[Supplied records]

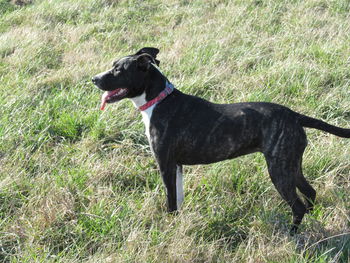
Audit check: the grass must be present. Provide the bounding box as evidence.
[1,0,350,262]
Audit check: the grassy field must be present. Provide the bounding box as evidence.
[1,0,350,262]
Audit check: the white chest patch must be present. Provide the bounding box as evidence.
[129,92,155,143]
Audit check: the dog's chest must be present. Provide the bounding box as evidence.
[130,93,155,145]
[140,105,155,142]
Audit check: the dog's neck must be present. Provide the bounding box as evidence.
[129,64,171,143]
[129,64,169,109]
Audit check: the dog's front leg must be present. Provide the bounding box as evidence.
[175,165,184,210]
[158,161,182,212]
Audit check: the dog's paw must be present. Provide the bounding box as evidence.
[289,225,299,236]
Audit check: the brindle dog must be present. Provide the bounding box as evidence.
[92,47,350,234]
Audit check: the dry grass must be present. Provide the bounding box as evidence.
[1,0,350,262]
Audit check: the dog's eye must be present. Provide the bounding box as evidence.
[113,68,122,75]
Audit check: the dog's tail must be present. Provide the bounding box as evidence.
[298,113,350,138]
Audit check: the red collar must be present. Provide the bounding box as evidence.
[139,81,174,111]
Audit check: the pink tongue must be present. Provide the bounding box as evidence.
[100,91,110,111]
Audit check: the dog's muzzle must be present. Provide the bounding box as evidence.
[92,76,101,86]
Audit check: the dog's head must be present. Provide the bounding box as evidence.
[92,47,160,110]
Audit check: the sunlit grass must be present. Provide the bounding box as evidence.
[1,0,349,262]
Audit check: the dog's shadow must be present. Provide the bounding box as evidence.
[295,226,350,261]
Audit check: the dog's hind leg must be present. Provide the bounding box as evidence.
[262,121,311,233]
[265,156,307,234]
[295,158,316,213]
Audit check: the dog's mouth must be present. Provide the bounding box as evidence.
[100,88,128,110]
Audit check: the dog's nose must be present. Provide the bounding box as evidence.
[92,76,99,84]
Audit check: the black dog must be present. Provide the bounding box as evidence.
[92,47,350,234]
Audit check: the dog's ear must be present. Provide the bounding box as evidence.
[135,47,159,58]
[136,54,155,72]
[135,47,160,66]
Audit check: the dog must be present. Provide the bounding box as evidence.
[92,47,350,234]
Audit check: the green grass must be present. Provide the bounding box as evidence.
[1,0,350,262]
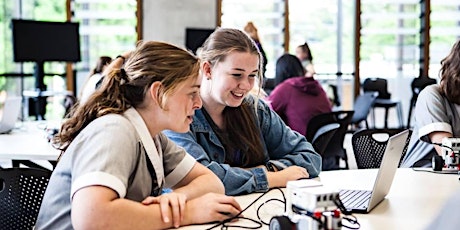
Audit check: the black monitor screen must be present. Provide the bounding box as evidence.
[12,19,81,62]
[185,28,214,54]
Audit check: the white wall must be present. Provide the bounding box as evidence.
[142,0,217,49]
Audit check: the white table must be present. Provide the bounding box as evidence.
[179,168,460,230]
[0,121,61,169]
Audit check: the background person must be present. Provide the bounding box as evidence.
[79,56,112,104]
[35,41,241,229]
[164,28,321,196]
[244,21,268,80]
[401,40,460,168]
[295,42,340,108]
[295,42,315,77]
[268,53,332,136]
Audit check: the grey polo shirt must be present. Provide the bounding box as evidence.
[35,108,196,229]
[401,85,460,167]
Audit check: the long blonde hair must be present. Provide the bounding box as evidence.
[56,41,200,152]
[199,28,266,167]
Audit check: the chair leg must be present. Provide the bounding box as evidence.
[407,99,415,129]
[384,108,389,129]
[371,107,376,128]
[397,102,404,129]
[407,106,413,128]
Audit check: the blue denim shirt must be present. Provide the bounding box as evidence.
[163,97,321,195]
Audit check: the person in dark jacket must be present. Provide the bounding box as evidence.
[268,53,332,136]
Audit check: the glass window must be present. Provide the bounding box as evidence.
[289,0,355,109]
[429,2,460,78]
[0,0,138,120]
[0,0,69,120]
[360,0,420,79]
[71,0,138,96]
[220,0,285,79]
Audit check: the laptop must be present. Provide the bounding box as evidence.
[0,96,22,134]
[339,129,410,214]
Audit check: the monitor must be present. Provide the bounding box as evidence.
[185,28,214,54]
[12,19,81,62]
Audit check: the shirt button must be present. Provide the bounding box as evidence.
[213,153,218,158]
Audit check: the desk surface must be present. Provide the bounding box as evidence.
[0,121,61,161]
[179,168,460,230]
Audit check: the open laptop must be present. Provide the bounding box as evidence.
[339,129,410,213]
[0,96,22,134]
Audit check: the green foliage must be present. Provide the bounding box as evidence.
[34,0,66,20]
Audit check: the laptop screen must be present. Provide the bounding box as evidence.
[0,96,22,134]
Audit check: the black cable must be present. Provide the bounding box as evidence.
[219,217,262,229]
[256,198,284,225]
[432,142,454,152]
[205,188,284,230]
[341,215,361,229]
[207,187,363,229]
[411,167,458,174]
[333,195,361,229]
[255,187,286,225]
[333,195,351,215]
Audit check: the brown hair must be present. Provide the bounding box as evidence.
[199,27,265,167]
[297,42,314,62]
[92,56,112,75]
[243,21,260,42]
[439,40,460,104]
[56,41,200,152]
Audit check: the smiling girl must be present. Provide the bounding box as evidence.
[164,28,322,195]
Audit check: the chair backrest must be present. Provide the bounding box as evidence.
[310,123,340,156]
[351,91,378,125]
[407,77,437,128]
[363,78,391,99]
[411,77,437,102]
[0,168,51,230]
[351,129,412,169]
[306,111,354,170]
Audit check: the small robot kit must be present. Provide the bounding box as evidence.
[269,180,342,230]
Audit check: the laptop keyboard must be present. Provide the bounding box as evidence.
[339,189,372,210]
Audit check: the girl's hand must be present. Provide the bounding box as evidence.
[185,193,242,224]
[267,166,310,188]
[142,192,187,228]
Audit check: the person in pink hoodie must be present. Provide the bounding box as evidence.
[268,53,332,136]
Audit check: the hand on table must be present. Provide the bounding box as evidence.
[142,192,187,228]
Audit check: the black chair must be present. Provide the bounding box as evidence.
[0,167,51,230]
[350,91,378,130]
[362,78,404,129]
[407,77,437,128]
[306,111,354,170]
[306,120,340,157]
[351,129,412,169]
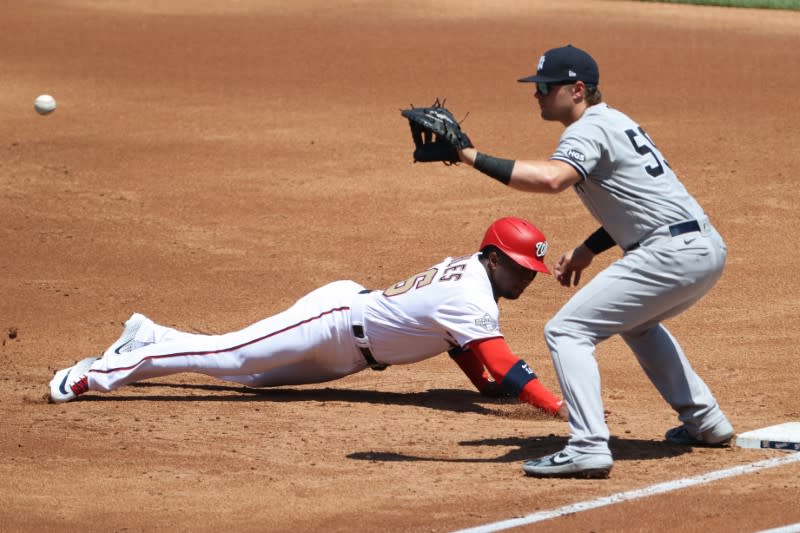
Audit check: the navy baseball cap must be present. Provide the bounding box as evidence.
[518,44,599,86]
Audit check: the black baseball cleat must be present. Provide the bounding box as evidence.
[665,419,734,447]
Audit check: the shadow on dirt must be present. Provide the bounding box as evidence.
[346,435,691,463]
[80,382,690,463]
[80,383,519,415]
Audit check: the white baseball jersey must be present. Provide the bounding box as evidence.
[552,103,706,251]
[360,252,502,365]
[86,253,504,393]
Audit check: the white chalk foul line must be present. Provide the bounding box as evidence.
[454,452,800,533]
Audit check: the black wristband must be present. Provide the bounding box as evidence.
[474,152,514,185]
[583,227,616,254]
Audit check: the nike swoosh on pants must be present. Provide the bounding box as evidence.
[114,340,133,354]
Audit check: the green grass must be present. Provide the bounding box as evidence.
[639,0,800,8]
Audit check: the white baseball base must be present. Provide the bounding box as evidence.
[735,422,800,451]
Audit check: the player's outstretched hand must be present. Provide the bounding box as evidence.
[554,244,595,287]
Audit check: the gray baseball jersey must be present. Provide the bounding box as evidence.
[540,102,730,458]
[551,103,706,251]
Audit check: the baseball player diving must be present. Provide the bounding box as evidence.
[49,217,567,420]
[402,45,733,479]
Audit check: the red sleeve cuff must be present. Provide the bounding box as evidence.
[519,379,563,415]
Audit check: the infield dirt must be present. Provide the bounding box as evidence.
[2,1,799,531]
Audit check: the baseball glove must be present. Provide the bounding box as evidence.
[401,98,473,164]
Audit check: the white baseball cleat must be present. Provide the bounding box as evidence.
[103,312,150,358]
[48,356,99,403]
[523,449,613,479]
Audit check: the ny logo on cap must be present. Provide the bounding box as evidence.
[537,55,546,72]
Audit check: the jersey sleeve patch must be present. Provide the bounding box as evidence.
[474,313,499,332]
[567,148,586,163]
[551,156,587,179]
[554,120,603,180]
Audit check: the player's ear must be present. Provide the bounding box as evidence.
[486,249,501,271]
[573,81,587,101]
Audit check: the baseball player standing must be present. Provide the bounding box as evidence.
[448,45,733,478]
[49,217,567,420]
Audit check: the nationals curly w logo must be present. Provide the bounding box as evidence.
[536,241,549,258]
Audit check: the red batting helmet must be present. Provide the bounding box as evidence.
[480,217,551,274]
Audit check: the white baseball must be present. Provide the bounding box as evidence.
[34,94,57,115]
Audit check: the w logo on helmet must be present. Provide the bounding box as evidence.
[480,217,552,275]
[536,241,549,258]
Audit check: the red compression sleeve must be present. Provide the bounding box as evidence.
[449,347,491,392]
[469,337,516,377]
[469,337,563,415]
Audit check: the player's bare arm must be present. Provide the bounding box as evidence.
[399,104,581,192]
[459,148,581,193]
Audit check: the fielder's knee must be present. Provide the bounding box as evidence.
[544,317,566,352]
[544,316,597,355]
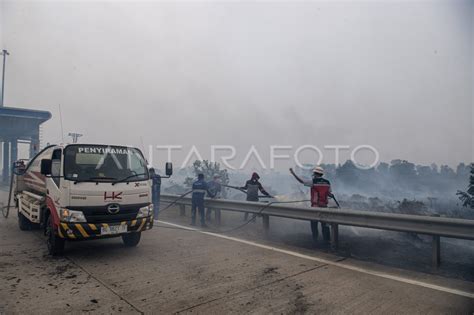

[/Supplied records]

▶ [Task brief]: Only the lines from the one containing "Audit check: the nationals" through the last line of the entries, both included, should be repeated exactly, and the pictures should be left out.

▶ [Written answer]:
Audit check: the nationals curly w logo must be present. Provide the bounding box as evidence.
[536,241,549,258]
Audit check: the red batting helmet must be present. Provide the bounding box as evidence.
[480,217,551,274]
Audit check: the white baseball must be present. Provide the bounding box as evidence.
[34,94,57,115]
Audit check: the w logo on helmet must be present. Provide the bounding box as evidence.
[480,217,552,275]
[536,241,549,258]
Audit check: the red compression sleeve must be present. Provide the bounding box as evidence.
[449,347,491,392]
[469,337,516,377]
[469,337,563,415]
Audit check: the player's bare arm must be present. Provide the bounding box as evidence.
[399,104,581,192]
[459,148,581,193]
Audit check: the fielder's knee must be present. Provide the bounding box as evidence.
[544,317,566,352]
[544,316,597,355]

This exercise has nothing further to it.